## Text-to-region grounding data
================

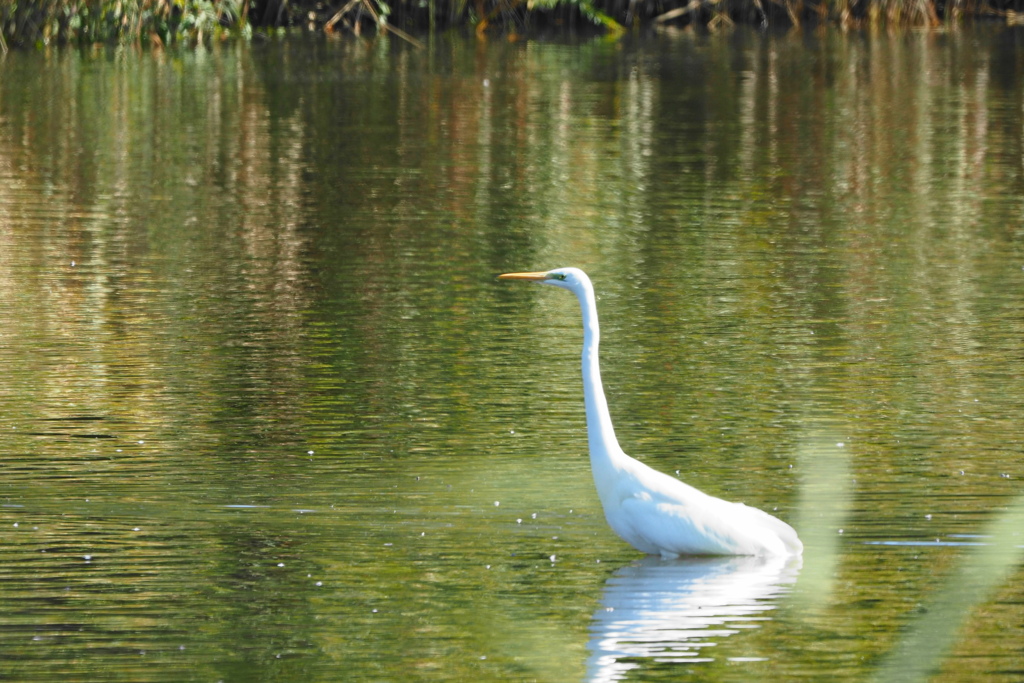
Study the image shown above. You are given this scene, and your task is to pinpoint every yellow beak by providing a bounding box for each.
[498,271,549,281]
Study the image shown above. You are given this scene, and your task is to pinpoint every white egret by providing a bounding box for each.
[499,268,802,558]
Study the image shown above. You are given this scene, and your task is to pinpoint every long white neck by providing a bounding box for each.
[574,280,625,468]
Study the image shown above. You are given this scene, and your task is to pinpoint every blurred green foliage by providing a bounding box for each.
[0,0,250,46]
[0,0,1018,48]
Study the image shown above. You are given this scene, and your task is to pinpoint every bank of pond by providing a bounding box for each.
[1,0,1022,51]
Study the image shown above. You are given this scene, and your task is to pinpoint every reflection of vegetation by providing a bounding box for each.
[0,28,1023,680]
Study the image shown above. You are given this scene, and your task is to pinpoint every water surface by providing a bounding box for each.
[0,28,1022,681]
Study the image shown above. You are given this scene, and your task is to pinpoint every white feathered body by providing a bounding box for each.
[590,444,803,557]
[501,267,802,558]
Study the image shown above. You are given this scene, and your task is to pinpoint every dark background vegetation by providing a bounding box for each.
[2,0,1024,50]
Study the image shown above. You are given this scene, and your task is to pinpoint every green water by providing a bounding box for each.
[0,29,1022,682]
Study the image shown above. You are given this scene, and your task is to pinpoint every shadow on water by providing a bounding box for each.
[586,554,801,681]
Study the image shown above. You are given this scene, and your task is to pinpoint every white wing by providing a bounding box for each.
[606,460,801,557]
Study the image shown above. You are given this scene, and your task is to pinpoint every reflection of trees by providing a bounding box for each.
[449,30,1024,679]
[0,47,314,456]
[0,48,322,675]
[0,30,1022,680]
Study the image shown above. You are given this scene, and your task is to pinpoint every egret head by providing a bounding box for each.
[498,267,591,292]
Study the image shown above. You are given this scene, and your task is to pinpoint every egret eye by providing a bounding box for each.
[548,272,567,281]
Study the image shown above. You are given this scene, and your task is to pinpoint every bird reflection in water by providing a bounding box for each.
[587,554,801,682]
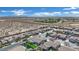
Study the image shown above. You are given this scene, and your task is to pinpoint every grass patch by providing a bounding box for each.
[24,42,38,49]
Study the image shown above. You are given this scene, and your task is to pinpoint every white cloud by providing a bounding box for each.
[32,12,61,17]
[0,9,31,16]
[70,11,79,14]
[0,10,8,12]
[63,7,78,10]
[11,9,26,16]
[63,12,69,14]
[62,11,79,15]
[52,12,61,15]
[62,11,79,17]
[32,11,79,17]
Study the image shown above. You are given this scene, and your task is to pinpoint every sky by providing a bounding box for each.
[0,7,79,17]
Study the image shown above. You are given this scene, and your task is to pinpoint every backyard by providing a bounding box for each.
[23,41,38,49]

================

## The problem
Give back the data exactly. Pictures stay out.

## Result below
Study the image shown above. You are given this scene, and your task is to pinpoint every yellow beak by providing a bounding box for each.
[498,271,549,281]
Study the image shown above. You are given this scene, and your task is to pinpoint every white egret by providing a bounding box for each.
[499,268,802,558]
Study the image shown above. You are given this scene, and your task is to pinpoint every long white neck by providing a bounding box for each.
[574,280,625,468]
Study the image shown above. You are given this scene, and your task is to pinpoint every blurred green foliage by providing a bounding box for each.
[0,0,250,46]
[0,0,1018,48]
Study the image shown above. You are given this scene, and your task is to pinpoint every bank of pond by providing a bounding box for each.
[1,0,1022,51]
Study the image shown above. You are given this scene, and your task is to pinpoint every reflection of vegetation by providing a bounding box for each.
[0,28,1023,680]
Study the image shown above. You are given this scene, and your task is to pinpoint every water surface by providing a bounding box for each.
[0,28,1022,681]
Study the image shown above. You are given this scene, and your task is to pinpoint every white feathered body by providing a bounding box for each.
[590,444,803,557]
[501,267,802,558]
Study the image shown above. You are given this scene, and your task is to pinpoint every dark background vegetation by providing a bounding box for each.
[2,0,1024,50]
Study the image shown above. You are given this scene, and your task is to pinpoint every green water by providing a bounding box for each.
[0,29,1022,682]
Study the image shown above. You are given this scene, and your task is to pinpoint every shadow on water by providing a bounding box for each.
[586,554,801,681]
Study the image shown above. You are given this scene, and your task is to pinpoint every white wing by providing a bounding box for each.
[606,460,801,557]
Study the image shown above. You are given this scene, and your task is to pinpoint every reflection of trees by providing a bounding box for each.
[449,30,1024,679]
[0,47,314,456]
[0,48,322,675]
[0,30,1022,680]
Study the image shown above. You are given this scene, and your task is to pinpoint every egret head by providing a bounding box for each.
[498,267,591,292]
Study the image shown above. You are given this scene, and your task is to pinpoint every egret eye by providing a bounding box for each.
[548,272,567,281]
Study the image shown above. You are given this scene, and your task is to pinpoint every bird reflection in water by providing a bounding box for each.
[587,554,801,682]
Study the image shown above. You are given this scene, and your task is to pinpoint every grass patch by providing a bounding box for each.
[24,42,38,49]
Study the image shown above. You are given this scene, and your task is to pinpoint every white cloud by providing a bounding box for each.
[32,12,61,17]
[0,9,31,16]
[70,11,79,14]
[0,10,8,12]
[63,7,78,10]
[11,9,26,16]
[63,12,69,14]
[62,11,79,15]
[52,12,61,15]
[62,11,79,17]
[32,11,79,17]
Study the image shown above. You are given this scene, and your task is to pinpoint every sky by providing a bounding box for each.
[0,7,79,17]
Study the image shown above. You are given this scene, and your task is to pinpoint every backyard by providing a bounding box for each.
[23,41,38,49]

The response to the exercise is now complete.